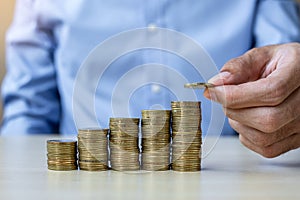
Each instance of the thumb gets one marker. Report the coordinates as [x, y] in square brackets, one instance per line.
[245, 68]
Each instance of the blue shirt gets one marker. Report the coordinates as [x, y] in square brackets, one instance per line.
[49, 40]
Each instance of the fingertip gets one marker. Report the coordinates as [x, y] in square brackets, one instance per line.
[220, 79]
[206, 94]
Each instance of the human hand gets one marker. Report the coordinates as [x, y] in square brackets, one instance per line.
[260, 94]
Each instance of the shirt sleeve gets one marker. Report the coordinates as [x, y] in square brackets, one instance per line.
[29, 90]
[276, 22]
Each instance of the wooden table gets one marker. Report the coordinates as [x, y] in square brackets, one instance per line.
[230, 171]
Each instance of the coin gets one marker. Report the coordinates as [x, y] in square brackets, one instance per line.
[123, 143]
[156, 138]
[62, 154]
[93, 149]
[186, 136]
[199, 85]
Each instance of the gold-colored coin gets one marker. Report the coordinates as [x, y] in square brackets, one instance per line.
[186, 135]
[93, 149]
[156, 138]
[62, 154]
[123, 142]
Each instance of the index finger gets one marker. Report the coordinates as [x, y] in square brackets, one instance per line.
[269, 91]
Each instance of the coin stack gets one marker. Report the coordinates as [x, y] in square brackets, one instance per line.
[93, 149]
[156, 140]
[186, 136]
[62, 155]
[123, 142]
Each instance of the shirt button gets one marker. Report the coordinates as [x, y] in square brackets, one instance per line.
[152, 27]
[155, 88]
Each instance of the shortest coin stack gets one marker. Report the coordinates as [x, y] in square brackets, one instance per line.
[62, 155]
[92, 148]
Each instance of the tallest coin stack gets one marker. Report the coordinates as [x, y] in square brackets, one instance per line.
[186, 136]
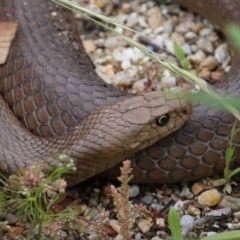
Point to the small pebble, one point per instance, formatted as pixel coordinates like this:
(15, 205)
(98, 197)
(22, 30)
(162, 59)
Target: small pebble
(209, 198)
(236, 214)
(145, 225)
(115, 225)
(209, 63)
(206, 234)
(199, 187)
(193, 210)
(228, 201)
(89, 46)
(11, 218)
(179, 205)
(134, 190)
(186, 193)
(160, 222)
(147, 199)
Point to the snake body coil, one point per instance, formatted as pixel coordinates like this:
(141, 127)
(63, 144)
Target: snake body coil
(51, 86)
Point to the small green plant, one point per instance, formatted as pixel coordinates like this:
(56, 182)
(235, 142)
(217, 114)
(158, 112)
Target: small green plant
(36, 199)
(123, 206)
(228, 174)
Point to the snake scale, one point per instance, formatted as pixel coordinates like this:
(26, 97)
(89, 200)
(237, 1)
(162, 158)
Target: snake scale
(48, 84)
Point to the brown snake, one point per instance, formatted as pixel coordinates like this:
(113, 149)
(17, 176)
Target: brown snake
(51, 86)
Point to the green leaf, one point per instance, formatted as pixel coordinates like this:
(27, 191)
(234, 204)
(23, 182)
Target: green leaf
(235, 171)
(233, 235)
(174, 224)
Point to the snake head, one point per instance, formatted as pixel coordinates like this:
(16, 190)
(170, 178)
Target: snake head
(153, 116)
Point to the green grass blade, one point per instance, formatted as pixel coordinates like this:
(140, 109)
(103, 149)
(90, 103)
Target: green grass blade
(233, 235)
(174, 224)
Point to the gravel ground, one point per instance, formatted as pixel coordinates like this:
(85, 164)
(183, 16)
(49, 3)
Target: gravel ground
(203, 211)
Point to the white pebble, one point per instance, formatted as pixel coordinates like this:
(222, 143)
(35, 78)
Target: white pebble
(190, 35)
(132, 19)
(169, 81)
(186, 49)
(118, 55)
(221, 52)
(126, 64)
(186, 219)
(205, 45)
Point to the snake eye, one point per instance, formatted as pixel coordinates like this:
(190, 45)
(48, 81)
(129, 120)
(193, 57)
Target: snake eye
(162, 120)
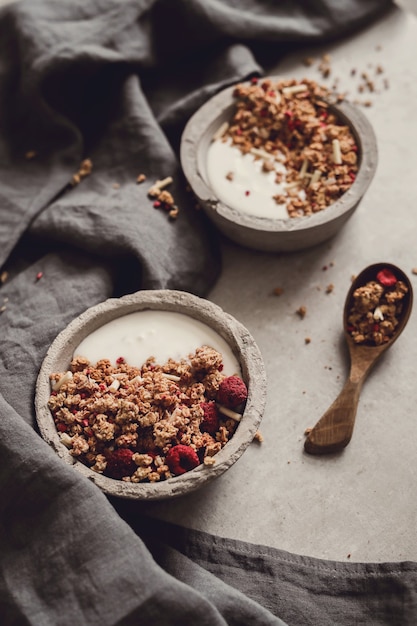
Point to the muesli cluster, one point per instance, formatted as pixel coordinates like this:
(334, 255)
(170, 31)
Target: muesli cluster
(291, 123)
(150, 423)
(376, 309)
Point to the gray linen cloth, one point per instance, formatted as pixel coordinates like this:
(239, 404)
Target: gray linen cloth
(116, 82)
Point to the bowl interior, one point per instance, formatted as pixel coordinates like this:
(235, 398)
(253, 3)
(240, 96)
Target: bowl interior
(262, 232)
(225, 326)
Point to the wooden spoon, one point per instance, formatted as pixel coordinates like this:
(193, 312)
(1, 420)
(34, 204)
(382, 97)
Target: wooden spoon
(334, 430)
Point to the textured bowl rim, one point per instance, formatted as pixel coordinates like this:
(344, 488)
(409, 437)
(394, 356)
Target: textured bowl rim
(209, 117)
(242, 344)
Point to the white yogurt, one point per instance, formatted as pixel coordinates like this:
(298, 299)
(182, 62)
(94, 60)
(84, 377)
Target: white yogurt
(162, 334)
(251, 190)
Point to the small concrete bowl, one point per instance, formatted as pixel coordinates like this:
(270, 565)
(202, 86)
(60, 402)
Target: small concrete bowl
(220, 324)
(262, 233)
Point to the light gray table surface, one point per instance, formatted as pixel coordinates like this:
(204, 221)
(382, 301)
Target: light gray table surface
(359, 505)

_ _ _ _ _ _ _

## WHAT IS NEEDED
Rewrite the records from the line containing "Point to the gravel" through the end of the records, including the requests, but shift every coordinate in the answers by -120 and leave the coordinates in the requests unchanged. Leave the pictures out of the answer.

## ANSWER TO THE TASK
Point to the gravel ground, one point per instance, formatted as pixel coordinates like this:
(85, 164)
(183, 16)
(49, 3)
Target: gravel ground
(83, 91)
Point to the white pebble, one point per instance, formatted as pixel coordinates like this:
(222, 143)
(35, 78)
Target: white pebble
(70, -85)
(12, -101)
(49, -39)
(66, -71)
(-2, -65)
(101, -68)
(6, -56)
(66, 99)
(85, -75)
Point to the snake eye, one point per instance, formatted as pixel coordinates like this:
(190, 45)
(48, 81)
(129, 120)
(193, 57)
Target: snake eye
(42, 0)
Point to the muesli cluster, one point per instance, formatted as pixel coordinates like this:
(334, 255)
(170, 31)
Target: muesli cluster
(171, 3)
(30, 303)
(256, 189)
Point to the gray linen cloth, one point per instance, formatted as pixel coordinates like this:
(239, 404)
Target: gray linen cloth
(-4, -38)
Point to the bowl interior, one point per instance, formatted as pixel coordinates like this:
(235, 398)
(253, 3)
(240, 96)
Target: bowl interior
(142, 112)
(105, 206)
Point to the wooden spoon, one point per instance, formatted as pixel coordinates like this:
(193, 312)
(1, 420)
(34, 204)
(382, 97)
Target: wooden spoon
(214, 310)
Point to the textured bowl rim, one point per instance, formatted as pixel coordinates like this:
(344, 488)
(409, 437)
(394, 356)
Target: textured bowl rim
(89, -3)
(122, 224)
Point to the white yogurt, one point per instance, formatted as pixel coordinates like this:
(298, 299)
(182, 62)
(94, 60)
(84, 377)
Target: white yogurt
(42, 214)
(131, 70)
Point to the small concrete bowl, one point per instance, formatted as pixel coordinates like this:
(270, 565)
(202, 86)
(60, 402)
Target: small concrete bowl
(100, 204)
(142, 113)
Point to the light gray table surface, one point per instance, formatted as pixel coordinates like this:
(204, 221)
(382, 301)
Target: light gray table surface
(239, 385)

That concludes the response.